SET EXERCISE → Below are some records; give them all again exactly, but not the pictures.

------ SOURCE RECORDS ------

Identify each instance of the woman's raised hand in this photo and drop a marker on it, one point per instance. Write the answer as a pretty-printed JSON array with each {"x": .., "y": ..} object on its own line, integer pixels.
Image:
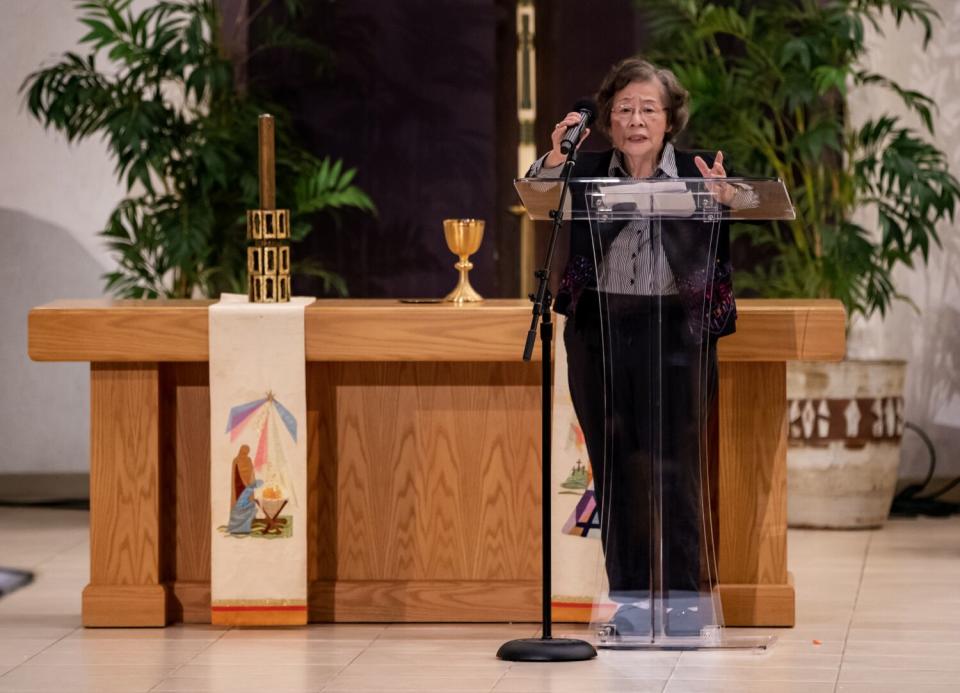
[
  {"x": 556, "y": 157},
  {"x": 723, "y": 192}
]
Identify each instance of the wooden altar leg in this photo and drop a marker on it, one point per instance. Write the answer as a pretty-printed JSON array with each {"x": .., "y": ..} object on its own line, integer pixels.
[
  {"x": 755, "y": 588},
  {"x": 125, "y": 582}
]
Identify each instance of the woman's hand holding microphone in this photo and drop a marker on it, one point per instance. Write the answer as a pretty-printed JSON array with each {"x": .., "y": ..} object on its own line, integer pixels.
[{"x": 556, "y": 157}]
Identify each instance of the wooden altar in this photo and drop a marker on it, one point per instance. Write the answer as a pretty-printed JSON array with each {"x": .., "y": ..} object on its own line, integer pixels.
[{"x": 423, "y": 431}]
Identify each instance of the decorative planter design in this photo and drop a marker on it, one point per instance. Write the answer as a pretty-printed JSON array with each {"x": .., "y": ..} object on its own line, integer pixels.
[{"x": 843, "y": 455}]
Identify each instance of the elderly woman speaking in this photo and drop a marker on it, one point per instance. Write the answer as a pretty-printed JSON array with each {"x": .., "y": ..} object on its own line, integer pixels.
[{"x": 645, "y": 304}]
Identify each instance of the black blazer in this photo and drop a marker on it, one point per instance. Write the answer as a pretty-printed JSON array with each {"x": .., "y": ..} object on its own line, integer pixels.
[{"x": 699, "y": 256}]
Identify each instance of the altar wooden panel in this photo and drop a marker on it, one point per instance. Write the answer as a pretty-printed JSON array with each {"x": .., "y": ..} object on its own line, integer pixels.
[
  {"x": 423, "y": 460},
  {"x": 423, "y": 499}
]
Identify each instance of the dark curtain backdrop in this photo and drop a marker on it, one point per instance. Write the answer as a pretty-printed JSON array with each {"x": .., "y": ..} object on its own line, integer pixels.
[{"x": 420, "y": 96}]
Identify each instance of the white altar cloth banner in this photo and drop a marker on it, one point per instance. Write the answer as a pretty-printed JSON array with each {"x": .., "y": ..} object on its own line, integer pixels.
[
  {"x": 577, "y": 565},
  {"x": 258, "y": 462}
]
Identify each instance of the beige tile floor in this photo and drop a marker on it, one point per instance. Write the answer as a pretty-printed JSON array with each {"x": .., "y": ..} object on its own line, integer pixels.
[{"x": 884, "y": 606}]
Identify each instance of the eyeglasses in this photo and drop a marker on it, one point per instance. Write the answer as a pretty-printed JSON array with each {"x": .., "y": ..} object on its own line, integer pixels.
[{"x": 647, "y": 113}]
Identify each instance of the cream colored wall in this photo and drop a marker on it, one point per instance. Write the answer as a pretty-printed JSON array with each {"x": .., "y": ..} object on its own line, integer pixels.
[
  {"x": 54, "y": 198},
  {"x": 928, "y": 340}
]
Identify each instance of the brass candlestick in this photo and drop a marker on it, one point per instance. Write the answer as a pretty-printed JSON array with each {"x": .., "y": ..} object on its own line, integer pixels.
[
  {"x": 463, "y": 238},
  {"x": 268, "y": 231}
]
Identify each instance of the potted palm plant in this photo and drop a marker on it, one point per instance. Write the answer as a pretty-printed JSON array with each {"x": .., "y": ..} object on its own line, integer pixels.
[
  {"x": 769, "y": 84},
  {"x": 163, "y": 90}
]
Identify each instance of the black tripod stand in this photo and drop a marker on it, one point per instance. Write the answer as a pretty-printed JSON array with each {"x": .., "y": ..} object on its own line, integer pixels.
[{"x": 546, "y": 648}]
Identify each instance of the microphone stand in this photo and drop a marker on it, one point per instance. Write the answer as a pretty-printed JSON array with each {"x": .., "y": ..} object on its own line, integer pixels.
[{"x": 546, "y": 648}]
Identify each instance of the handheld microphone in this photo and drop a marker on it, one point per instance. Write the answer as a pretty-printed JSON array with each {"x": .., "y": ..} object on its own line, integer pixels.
[{"x": 587, "y": 110}]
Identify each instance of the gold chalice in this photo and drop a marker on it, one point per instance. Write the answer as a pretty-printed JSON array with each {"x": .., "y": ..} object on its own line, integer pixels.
[{"x": 463, "y": 238}]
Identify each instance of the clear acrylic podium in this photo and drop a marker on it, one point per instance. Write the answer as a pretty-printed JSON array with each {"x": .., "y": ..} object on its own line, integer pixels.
[{"x": 652, "y": 296}]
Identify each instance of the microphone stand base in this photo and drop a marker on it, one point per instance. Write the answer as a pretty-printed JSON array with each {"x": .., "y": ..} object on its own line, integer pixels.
[{"x": 546, "y": 650}]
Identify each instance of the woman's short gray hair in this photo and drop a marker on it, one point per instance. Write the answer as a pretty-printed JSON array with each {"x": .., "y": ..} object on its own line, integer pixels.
[{"x": 640, "y": 70}]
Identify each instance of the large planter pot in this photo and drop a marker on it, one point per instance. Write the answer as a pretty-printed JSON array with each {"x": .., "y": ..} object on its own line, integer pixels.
[{"x": 843, "y": 454}]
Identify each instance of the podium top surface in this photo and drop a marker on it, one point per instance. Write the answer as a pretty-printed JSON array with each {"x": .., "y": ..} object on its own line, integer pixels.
[
  {"x": 624, "y": 199},
  {"x": 105, "y": 330}
]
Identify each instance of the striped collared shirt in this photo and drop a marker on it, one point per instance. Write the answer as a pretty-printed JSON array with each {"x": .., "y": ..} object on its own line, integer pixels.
[{"x": 634, "y": 264}]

------

RESULT OF THE EXERCISE →
Identify each instance of the woman's raised hand in this photo and drop a marker on it, one point per instance. Write the answer as a pretty-printed JSON array with each {"x": .., "y": ..} object on its own line, integer pixels.
Image:
[
  {"x": 556, "y": 157},
  {"x": 723, "y": 192}
]
Identify each instance of the wooden altar leg in this photo and drop a marker on it, one point per instance. Write the answer as a pretty-printed JSON array with each {"x": .., "y": ..} object on its own line, integer pixels.
[
  {"x": 755, "y": 588},
  {"x": 125, "y": 582}
]
Identify each instance of the woman's hand holding microphone in this photo and drop a marker on it, one point per instance. Write the answer as a pretty-printed JSON array with each {"x": .., "y": ..} object on its own line, integer pixels.
[{"x": 556, "y": 157}]
Identify each instance of the wooden altar in this photo and drop a marker on it, one point per instance. Write the answer as a pretty-printed JSON array with each {"x": .., "y": ..} object on its own line, integer pixels.
[{"x": 423, "y": 431}]
Identify each instance of the decorative planter design in this photo and drop a marker on it, one point per instance. Write the answer as a pretty-printed JSON array with each {"x": .., "y": ..} object on its own line, integer pixels.
[{"x": 843, "y": 455}]
Identify each instance of the elderly woman speaking in this photo and drop a marker on it, one point per instance. Write the answer as a pretty-printed JSON array with each {"x": .., "y": ..} object on its own line, integer pixels.
[{"x": 645, "y": 304}]
Identify each instance of the black blazer in this photo and drop a marker on it, one point per instance. Write the answer as a pretty-printed JSON array with each {"x": .., "y": ..} object on its own line, integer pixels.
[{"x": 699, "y": 256}]
Identify each instance of the altar wooden panel in this photo and drop a marker on it, one point per instance. Write the answer as a pretty-printed JSON array with each {"x": .., "y": ..} object on its own line, integer pixels.
[
  {"x": 423, "y": 460},
  {"x": 423, "y": 499}
]
Identify each instance of the dark curtain backdrop in this photo and drop a marker on it, one point per instance. Write the answer as a pretty-printed JSON array with each {"x": .., "y": ..} object on its own line, integer pixels.
[{"x": 420, "y": 96}]
Identify each instance of the white altar cloth banner in this photo and drop a marker on it, one point per instance. Write the answer as a pretty-printed JSON array with each {"x": .., "y": ..} object on its own line, integer pixels.
[
  {"x": 577, "y": 565},
  {"x": 258, "y": 462}
]
Identify each instance of the beige tile floor in this photo and drop a marker on it, one point per instance. Write the answer as a pretty-printed JSON array with each {"x": .., "y": ..} object on its own line, integer pixels.
[{"x": 884, "y": 606}]
Identify each instance of the eyeglasses in this photo and drop a marker on it, one point per instance. Write the answer as a pretty-printed JSON array with each {"x": .., "y": ..} object on its own line, integer pixels.
[{"x": 647, "y": 113}]
Identify each instance of the cream colored wall in this photo and drop a marker on it, one point per instance. Write the answer as a pretty-printed JSON array with each {"x": .., "y": ..} object on its own line, integer pixels.
[
  {"x": 54, "y": 198},
  {"x": 928, "y": 340}
]
Identify each instance of the brass candlestick in this photo and drop a marker on it, one point per instance. Write the answer as a pretty-printed JSON array with each {"x": .., "y": ..} object on its own line, integer pixels.
[
  {"x": 463, "y": 238},
  {"x": 268, "y": 231}
]
Identify each instance of the potted palm plant in this photo and drop a marker on it, one point per instance. Write the answer as a pretty-printed JSON array with each {"x": .., "y": ..} object on its own line, integer pixels.
[
  {"x": 769, "y": 84},
  {"x": 163, "y": 90}
]
Identify each instance of the black tripod stand in this photo and drop a marker on it, one point per instance. Write the answer as a pretty-printed JSON array with each {"x": .., "y": ..} object on its own line, integer pixels.
[{"x": 546, "y": 648}]
Identify each instance of the microphone stand in this photo and drop a marker on it, one point per instance. Write the answer as a pretty-printed JSON array with each {"x": .., "y": ..} object on its own line, integer pixels.
[{"x": 546, "y": 648}]
Identify each instance of the handheld microphone in this photo and drop a marker on it, one point per instance. Write the answer as a pretty-printed JSON array with each {"x": .., "y": ..} object on its own line, integer pixels.
[{"x": 587, "y": 110}]
Identify each instance of the gold chalice in this photo and drop a marker on it, one point per instance. Write the answer as a pretty-printed JSON array with each {"x": .., "y": ..} object on its own line, integer pixels.
[{"x": 463, "y": 238}]
Identify each instance of the clear acrylic podium in this photo and drop a marker on it, one point per instance. Write the answer as a pretty-printed JSON array with each {"x": .., "y": ..} object on its own line, integer pixels.
[{"x": 652, "y": 296}]
Identify each instance of the microphone stand base in this photo and drop a marker on it, one point per instance. Write the answer as a pretty-printed JSON array with each {"x": .., "y": ..} object on its own line, integer pixels.
[{"x": 546, "y": 650}]
Identify each instance of the woman's short gray hair in this photo and drop a marker on it, one point per instance. Write the answer as a pretty-printed JSON array with each {"x": .., "y": ..} object on its own line, integer pixels.
[{"x": 640, "y": 70}]
Identify each instance of the large planter pot in this photo and drop a marker on it, one point per instance. Write the answer as a pretty-printed JSON array with each {"x": .., "y": ..} object on its own line, integer pixels.
[{"x": 843, "y": 454}]
Identify each instance of the podium top surface in this photo and drop a marker on it, one point per instance. Write the answer as a pretty-printed JSON array with each {"x": .., "y": ..} object on its own line, integer pixels.
[
  {"x": 624, "y": 199},
  {"x": 105, "y": 330}
]
Identify each instance of the striped collared shirt in this photo and drop a marker on it, one point per instance. Write the answer as a pretty-printed JSON array with each {"x": .., "y": ..} object on its own line, integer pixels.
[{"x": 634, "y": 264}]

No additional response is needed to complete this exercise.